→ **TEXT**:
Table 2. Field Definitions for Setup Frame.
Field Width Function
--------------------------------
Start bit 1 Always zero
Speed bit 1 Set if express mode
Detail bit 1 Set if detail mode (speed and detail
bits both zero for quality mode)
14 inch 1 Set if 14-inch paper
5 inch 1 Set if 5-inch inch paper (14-inch
and 5-inch inch paper bits both zero
for 11-inch paper)
Paper present 1 Set if paper present in scanner
Spare 5 Can have any value
Multi-page 1 Set if multi-page mode
20 All 0's
480 Alternate 1's and 0's
The tailing setup frames differ from the leading setup frames only
in bits which indicate whether the system is operating in single or
multiple page mode and whether paper is present in the scanner.
All n-bit numeric fields (except Seq) are transmitted by the Dacom
450 machine least-significant-bit (LSB) first (i.e. Count, X Pos,
Black, White, State, CRC, and run length words in the data field).
All other fields are transmitted left-most bit first.
There are a few important points to be considered in regard to the
header of a data frame. The header contains enough information about
the state of the decoding algorithm to be able to re-establish correct
decoding in the event of loss or mutilation of a data frame. The
decoding algorithm resets its state variables to those in the header
each time it begins decoding a new data frame. One of the most
difficult problems encountered while constructing the decoding algorithm
was the correct synchronization of the algorithm as it proceeds across
the frame boundary with respect to the header information. In order for
synchronization to be maintained, the operation of the algorithm must
Dacom 450/500 Facsimile Data Transcoding PAGE 9
follow exactly that described in the previous section.
This requirement for every data frame to be self-synchronizing,
leads to a few subtleties in the encoding algorithm which seem quite
natural, but were not very obvious in the beginning.
1. Transition bits(s) labeling the arcs on the state transition diagram
in Figure 2 are not broken across frames. Similarly, individual
run-length words are not broken across frames.
2. If a frame ends with a transition, the header of the next frame
contains the state to which the transition is made.
3. If a frame ends with a transition out of state 0 or 3, then the
transition bit (0 or 1) is inserted at the end of the current frame
(not at the beginning of the next frame).
4. The field lengths for black and white runs in the header include
changes that may have been caused at the end of the previous frame.

→ **EXERCISES TO COMPLETE**:
- a) Can you update the rows in the stretch from the line containing "Locate the green shrub" through the line containing "(1320, 766)", replacing "dry grass tuft" with "tuft of dry grass" and leaving everything else in those rows unchanged?
- b) What comes next in the passage on Dacom 450 facsimile data frames? Write a continuation that starts right after its final sentence.

→ **TASK DATA**:
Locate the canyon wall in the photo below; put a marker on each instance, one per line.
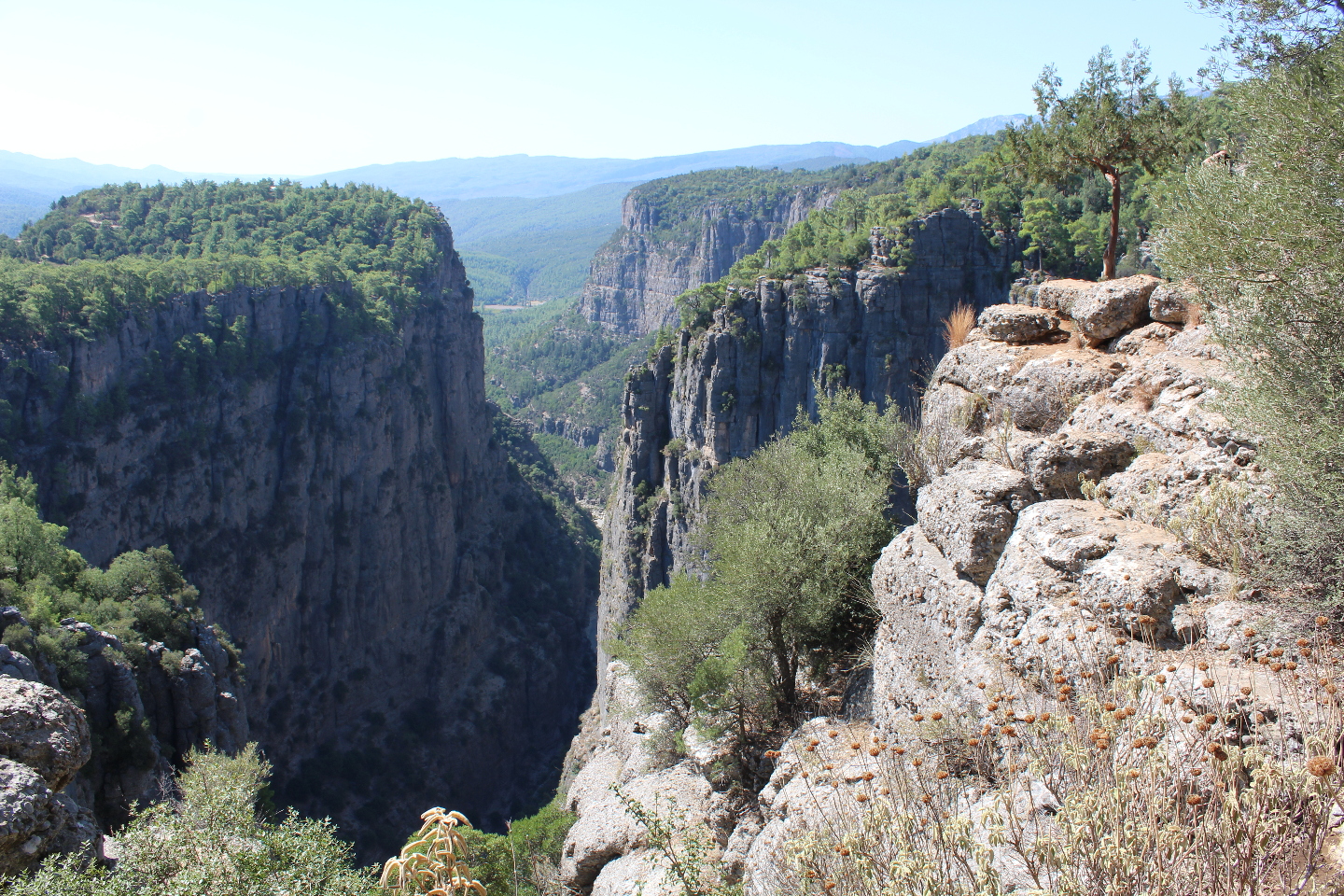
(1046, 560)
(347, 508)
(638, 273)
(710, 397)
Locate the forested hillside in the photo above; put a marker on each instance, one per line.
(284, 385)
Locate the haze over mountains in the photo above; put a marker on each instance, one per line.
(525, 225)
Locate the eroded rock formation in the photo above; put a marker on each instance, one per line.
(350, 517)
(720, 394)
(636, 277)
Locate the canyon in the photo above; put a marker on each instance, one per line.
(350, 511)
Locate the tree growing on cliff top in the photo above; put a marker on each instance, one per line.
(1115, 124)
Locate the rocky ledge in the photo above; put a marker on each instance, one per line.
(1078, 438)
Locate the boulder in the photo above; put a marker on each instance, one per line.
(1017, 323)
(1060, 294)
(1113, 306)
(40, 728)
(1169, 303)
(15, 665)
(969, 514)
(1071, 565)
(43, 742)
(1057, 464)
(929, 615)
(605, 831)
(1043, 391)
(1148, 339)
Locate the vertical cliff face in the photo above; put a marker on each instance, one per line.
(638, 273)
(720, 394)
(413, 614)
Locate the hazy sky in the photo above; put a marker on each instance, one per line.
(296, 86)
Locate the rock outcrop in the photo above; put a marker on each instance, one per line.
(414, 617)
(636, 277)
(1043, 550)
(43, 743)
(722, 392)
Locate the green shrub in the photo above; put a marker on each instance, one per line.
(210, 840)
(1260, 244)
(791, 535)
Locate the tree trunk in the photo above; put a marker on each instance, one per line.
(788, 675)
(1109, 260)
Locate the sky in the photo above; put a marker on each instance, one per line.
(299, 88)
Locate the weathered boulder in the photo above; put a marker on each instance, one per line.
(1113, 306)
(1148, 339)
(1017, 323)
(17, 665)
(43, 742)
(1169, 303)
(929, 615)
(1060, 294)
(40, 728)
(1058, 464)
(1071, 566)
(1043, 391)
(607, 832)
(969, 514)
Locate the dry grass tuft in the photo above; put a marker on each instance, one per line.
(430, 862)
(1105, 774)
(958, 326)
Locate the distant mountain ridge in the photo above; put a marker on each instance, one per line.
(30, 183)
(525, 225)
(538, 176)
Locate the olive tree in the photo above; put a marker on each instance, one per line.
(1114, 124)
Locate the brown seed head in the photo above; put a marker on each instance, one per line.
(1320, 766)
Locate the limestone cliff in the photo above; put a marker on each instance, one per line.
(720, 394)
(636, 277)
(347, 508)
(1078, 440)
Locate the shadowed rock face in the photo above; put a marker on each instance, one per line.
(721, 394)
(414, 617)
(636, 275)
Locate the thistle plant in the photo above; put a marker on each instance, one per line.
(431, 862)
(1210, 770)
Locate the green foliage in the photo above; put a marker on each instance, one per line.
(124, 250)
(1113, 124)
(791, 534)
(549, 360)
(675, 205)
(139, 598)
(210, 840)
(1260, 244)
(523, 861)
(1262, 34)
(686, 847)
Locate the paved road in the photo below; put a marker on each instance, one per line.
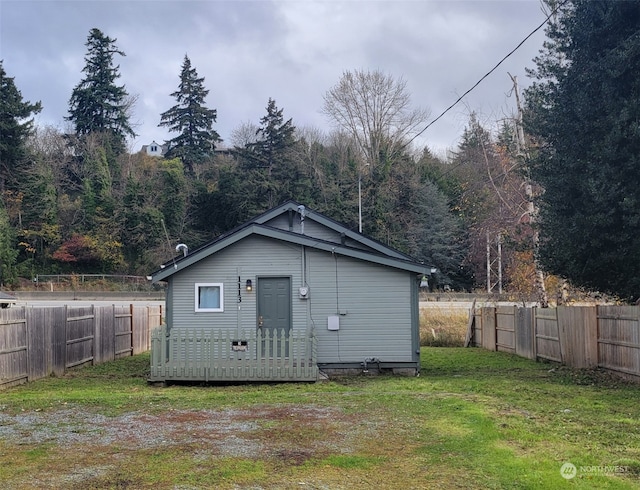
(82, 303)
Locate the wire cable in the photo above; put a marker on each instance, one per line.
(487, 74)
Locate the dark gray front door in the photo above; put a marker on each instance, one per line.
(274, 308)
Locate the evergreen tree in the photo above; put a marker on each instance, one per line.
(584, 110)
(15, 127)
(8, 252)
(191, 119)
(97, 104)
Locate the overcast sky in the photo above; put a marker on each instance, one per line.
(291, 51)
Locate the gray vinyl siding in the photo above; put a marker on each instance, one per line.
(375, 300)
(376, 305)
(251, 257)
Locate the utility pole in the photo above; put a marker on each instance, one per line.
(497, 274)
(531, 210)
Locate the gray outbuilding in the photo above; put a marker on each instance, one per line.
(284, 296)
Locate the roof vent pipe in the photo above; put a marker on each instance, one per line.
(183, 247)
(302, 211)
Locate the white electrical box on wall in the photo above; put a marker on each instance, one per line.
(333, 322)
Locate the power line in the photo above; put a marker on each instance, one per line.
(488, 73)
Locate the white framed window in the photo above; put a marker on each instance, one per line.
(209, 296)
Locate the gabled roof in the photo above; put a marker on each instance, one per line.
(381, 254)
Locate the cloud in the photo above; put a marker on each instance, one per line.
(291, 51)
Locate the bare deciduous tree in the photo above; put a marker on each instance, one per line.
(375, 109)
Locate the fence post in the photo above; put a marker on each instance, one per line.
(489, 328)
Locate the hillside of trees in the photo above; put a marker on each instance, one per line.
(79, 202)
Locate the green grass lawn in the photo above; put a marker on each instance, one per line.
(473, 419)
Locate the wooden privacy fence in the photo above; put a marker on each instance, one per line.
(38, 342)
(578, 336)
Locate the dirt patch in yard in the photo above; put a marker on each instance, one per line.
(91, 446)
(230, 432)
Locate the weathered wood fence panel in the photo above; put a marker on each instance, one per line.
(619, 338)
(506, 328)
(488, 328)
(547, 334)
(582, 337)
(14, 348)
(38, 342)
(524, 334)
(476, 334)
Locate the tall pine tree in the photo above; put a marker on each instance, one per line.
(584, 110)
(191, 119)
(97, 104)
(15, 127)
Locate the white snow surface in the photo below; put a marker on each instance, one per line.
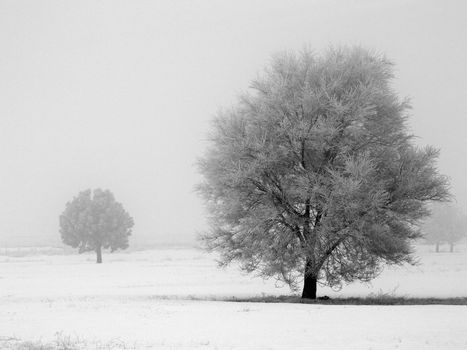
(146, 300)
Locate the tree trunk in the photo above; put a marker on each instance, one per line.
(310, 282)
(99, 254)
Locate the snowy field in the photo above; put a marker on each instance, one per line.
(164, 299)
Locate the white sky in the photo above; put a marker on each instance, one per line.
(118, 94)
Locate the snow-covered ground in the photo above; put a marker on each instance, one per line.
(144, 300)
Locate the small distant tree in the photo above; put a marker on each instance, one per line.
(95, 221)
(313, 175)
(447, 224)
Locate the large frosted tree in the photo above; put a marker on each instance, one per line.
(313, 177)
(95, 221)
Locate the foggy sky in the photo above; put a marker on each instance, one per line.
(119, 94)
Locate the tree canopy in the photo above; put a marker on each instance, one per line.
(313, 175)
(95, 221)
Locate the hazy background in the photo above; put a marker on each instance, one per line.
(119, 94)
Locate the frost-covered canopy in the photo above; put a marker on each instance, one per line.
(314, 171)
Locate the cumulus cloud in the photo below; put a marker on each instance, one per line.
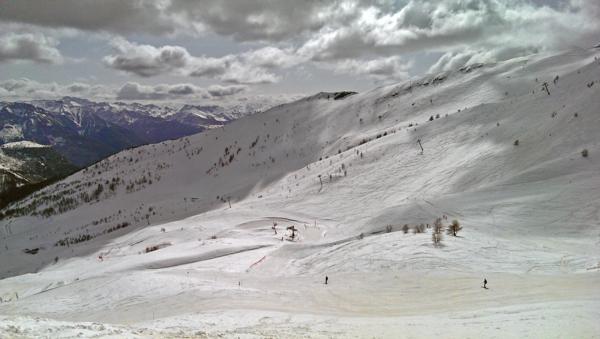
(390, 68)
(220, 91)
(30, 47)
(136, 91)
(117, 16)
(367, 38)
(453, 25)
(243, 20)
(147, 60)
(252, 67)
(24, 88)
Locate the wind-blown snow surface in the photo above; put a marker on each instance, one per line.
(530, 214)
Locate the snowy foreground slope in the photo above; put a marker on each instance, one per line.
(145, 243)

→ **ANSWERS FOR THE TASKS**:
- a)
Locate the green shrub in the photo above; put a marker on each instance, one per line.
(210, 840)
(1260, 244)
(791, 535)
Locate the tree trunk in the photo above; put a marker on each instance, one per line.
(788, 675)
(1109, 260)
Locate the sky in the photo above; put a marker on each instance, one per line.
(299, 88)
Locate the weathered boulder in the photo above; put a marker on each instance, one per line.
(1113, 306)
(1148, 339)
(1017, 323)
(17, 665)
(43, 742)
(1169, 303)
(929, 615)
(1060, 294)
(40, 728)
(1058, 464)
(1071, 566)
(1043, 391)
(607, 832)
(969, 514)
Locate the tuft of dry grass in the photo above; put a marker on each instance, one per line.
(430, 862)
(1105, 774)
(958, 326)
Locate the distant mountain ridge in the photo above; put a marker on each instance, one per line.
(30, 183)
(525, 225)
(538, 176)
Locate the olive tree in the photo above; put a marker on each instance, one per line.
(1114, 124)
Locate the brown seed head in the photo above; put a marker on each instance, one per line.
(1320, 766)

- b)
5. If a frame begins with a white or black run, then this run is
treated (for purpose of decreasing its field length) as if it were
the beginning of a new run, since there is no information in the
header to indicate otherwise.
The decoding algorithm is initialized at the first data frame
received after the sequence of setup frames at the beginning of
transmission. The first data frame has a count of zero, indicating no
data bits are in the frame. The second data frame begins the actual
document; however, its X position appears to be irrelevant. Instead, we
assume the initial X position at this time is one pel to the left of the
right margin (-l mod l726). With these assumptions succeeding X
positions of the algorithm and the frame headers agree.
2.3. The Decoding Program
The decoding algorithm described above has been implemented in the
PDP-11 MACRO-11 assembly language for the RT-11 operating system. This
program contains extensive features for selectively dumping frames and
tracing the operation of the algorithm. It is designed to operate on a
file containing the raw data generated by the machine and does not
depend upon any prior reformatting of the data. However, it will
operate also on files in the so-called UCL format [4], which has been
adopted as the standard for use in the Internet Program. The existing
DCNET supporting software for the Dacom 450 uses the UCL format and
operates normally to copy data directly between the machine and the
file, with decoding operations done at a later time. However, there is
no intrinsic factor, except processing-rate limitations, why input data
could not be decoded directly from the machine.
In operation, the program scans the input data one bit at a time
and searches for the synchronization pattern. Note that all data
processed are inverted from the natural interface conventions. When a
Dacom 450/500 Facsimile Data Transcoding PAGE 10
synchronization pattern is found, the header and data portions are
extracted and the various state variable checked and reset, if
necessary. Checksum verification is performed according to the
polynomial 1 + x**3 + x**5 + x**7 + x**8 + x**12. In the case of setup
frames the format (detail, quality, express), page length (14, 8-l/2,
5-l/4) and multiple-page indicators are extracted from the data area.
Finally, under control of specified options, the header and data
portions of the frame are printed with appropriate headings.
The decoding algorithm itself is called for each data frame. It
produces an output consisting of a sequence of run-length pairs which
can be used to form bit maps and other representations of the data.
Optionally, a printed trace of the operations performed by the algorithm
can be produced.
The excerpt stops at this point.